(Te bestuderen tekst)
/---
In deze zaak, behandeld door het Gerechtshof 's-Hertogenbosch, gaat het om een verzoek van de man om vervangende toestemming te verkrijgen voor de erkenning van zijn minderjarige kind, geboren in 2016, en om een omgangsregeling vast te stellen. De man, die in hoger beroep is gegaan tegen een eerdere beschikking van de rechtbank Zeeland-West-Brabant, stelt dat hij recht heeft op erkenning van zijn relatie met het kind, aangezien hij de biologische vader is. De moeder van het kind verzet zich tegen dit verzoek en heeft de rechtbank verzocht om de verzoeken van de man niet-ontvankelijk te verklaren of af te wijzen. De bijzondere curator en de Raad voor de Kinderbescherming hebben ook geadviseerd om het verzoek van de man af te wijzen, waarbij zij de zorgen over de veiligheid van de moeder en het kind benadrukken.
Tijdens de mondelinge behandeling op 17 mei 2022 zijn beide partijen gehoord, evenals de bijzondere curator en de vertegenwoordiger van de Raad. De man heeft zijn verzoeken toegelicht, waarbij hij stelt dat de erkenning van het kind zijn recht is en dat dit geen negatieve gevolgen zal hebben voor de ontwikkeling van het kind. De moeder heeft echter betoogd dat er sprake is van een onveilige situatie en dat de man een bedreiging vormt voor haar en het kind. Het hof heeft de belangen van de betrokkenen afgewogen en geconcludeerd dat de belangen van de moeder en het kind zwaarder wegen dan het belang van de man bij erkenning.
Het hof heeft vastgesteld dat de verstandhouding tussen de ouders ernstig verstoord is en dat er zorgen zijn over de emotionele en psychologische impact van de erkenning op het kind. De rechtbank heeft eerder al de verzoeken van de man afgewezen, en het hof heeft deze beslissing bekrachtigd. De man heeft geen recht op omgang met het kind, en het hof heeft ook het verzoek om een informatieregeling afgewezen, aangezien hij geen juridische ouder is. De beslissing van het hof is op 7 juli 2022 uitgesproken in het openbaar.
\---
(Opdracht)
Neem de tekst over de erkenningszaak over van "Het hof heeft vastgesteld" tot "in het openbaar.", en verander daarbij alsjeblieft "juridische ouder" in "wettelijke ouder".

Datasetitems
/---
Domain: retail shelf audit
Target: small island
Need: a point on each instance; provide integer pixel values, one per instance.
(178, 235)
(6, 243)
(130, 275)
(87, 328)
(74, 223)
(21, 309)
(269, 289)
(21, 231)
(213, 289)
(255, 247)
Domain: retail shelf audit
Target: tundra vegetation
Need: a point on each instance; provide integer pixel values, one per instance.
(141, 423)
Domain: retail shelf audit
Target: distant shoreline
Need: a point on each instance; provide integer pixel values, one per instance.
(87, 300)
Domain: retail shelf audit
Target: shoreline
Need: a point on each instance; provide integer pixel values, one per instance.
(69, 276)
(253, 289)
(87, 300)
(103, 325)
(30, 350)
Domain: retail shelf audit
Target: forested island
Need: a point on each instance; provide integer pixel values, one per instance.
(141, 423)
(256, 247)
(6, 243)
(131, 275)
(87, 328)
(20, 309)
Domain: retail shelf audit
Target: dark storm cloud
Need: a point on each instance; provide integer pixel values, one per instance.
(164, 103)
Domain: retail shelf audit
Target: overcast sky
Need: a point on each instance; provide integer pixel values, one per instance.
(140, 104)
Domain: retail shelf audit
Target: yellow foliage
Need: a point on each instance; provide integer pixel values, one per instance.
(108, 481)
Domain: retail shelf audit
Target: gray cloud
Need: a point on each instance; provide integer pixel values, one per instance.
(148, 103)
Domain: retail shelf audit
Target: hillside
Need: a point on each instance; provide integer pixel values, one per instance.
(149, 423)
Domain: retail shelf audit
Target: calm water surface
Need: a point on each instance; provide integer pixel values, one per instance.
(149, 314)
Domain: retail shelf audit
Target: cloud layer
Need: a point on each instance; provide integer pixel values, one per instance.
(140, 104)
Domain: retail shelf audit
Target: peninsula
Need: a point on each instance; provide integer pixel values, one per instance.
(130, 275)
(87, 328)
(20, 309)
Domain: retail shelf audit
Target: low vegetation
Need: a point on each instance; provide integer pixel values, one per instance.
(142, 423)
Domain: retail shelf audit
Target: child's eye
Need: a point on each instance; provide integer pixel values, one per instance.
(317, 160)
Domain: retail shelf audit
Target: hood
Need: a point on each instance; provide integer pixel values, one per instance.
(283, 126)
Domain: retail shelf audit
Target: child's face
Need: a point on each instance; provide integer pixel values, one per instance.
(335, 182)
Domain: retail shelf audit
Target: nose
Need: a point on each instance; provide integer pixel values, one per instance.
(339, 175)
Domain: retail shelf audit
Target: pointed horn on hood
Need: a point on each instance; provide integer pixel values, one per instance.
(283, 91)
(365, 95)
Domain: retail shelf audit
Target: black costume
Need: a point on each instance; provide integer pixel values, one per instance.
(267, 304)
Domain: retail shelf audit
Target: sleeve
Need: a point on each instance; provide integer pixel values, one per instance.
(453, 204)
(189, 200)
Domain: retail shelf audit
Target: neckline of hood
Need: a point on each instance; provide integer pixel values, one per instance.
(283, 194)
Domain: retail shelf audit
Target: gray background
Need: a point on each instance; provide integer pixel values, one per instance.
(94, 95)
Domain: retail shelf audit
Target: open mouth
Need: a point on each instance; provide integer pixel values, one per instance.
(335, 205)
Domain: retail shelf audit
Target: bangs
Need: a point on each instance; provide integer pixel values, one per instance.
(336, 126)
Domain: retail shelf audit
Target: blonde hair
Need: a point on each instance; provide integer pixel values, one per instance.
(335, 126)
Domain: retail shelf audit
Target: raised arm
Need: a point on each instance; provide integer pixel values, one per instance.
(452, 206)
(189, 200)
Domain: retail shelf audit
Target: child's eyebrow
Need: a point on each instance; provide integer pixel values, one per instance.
\---
(Antwoordvak)
Het hof heeft vastgesteld dat de verstandhouding tussen de ouders ernstig verstoord is en dat er zorgen zijn over de emotionele en psychologische impact van de erkenning op het kind. De rechtbank heeft eerder al de verzoeken van de man afgewezen, en het hof heeft deze beslissing bekrachtigd. De man heeft geen recht op omgang met het kind, en het hof heeft ook het verzoek om een informatieregeling afgewezen, aangezien hij geen wettelijke ouder is. De beslissing van het hof is op 7 juli 2022 uitgesproken in het openbaar.